▸ **Challenge**:
Please copy the rows below word for word, leaving out the pictures.

▸ **Records shown**:

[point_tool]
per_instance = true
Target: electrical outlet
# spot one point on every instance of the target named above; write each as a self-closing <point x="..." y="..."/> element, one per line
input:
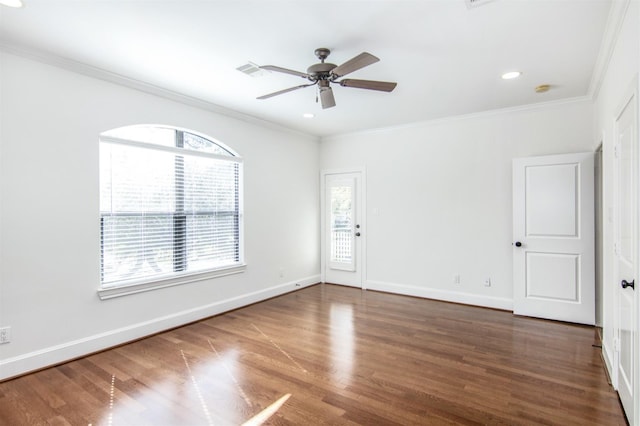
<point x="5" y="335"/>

▸ **Response to the task**:
[point_tool]
per_instance = true
Target: electrical outlet
# spot one point on every instance of the target named above; write each as a self-closing <point x="..." y="..."/> element, one per line
input:
<point x="5" y="335"/>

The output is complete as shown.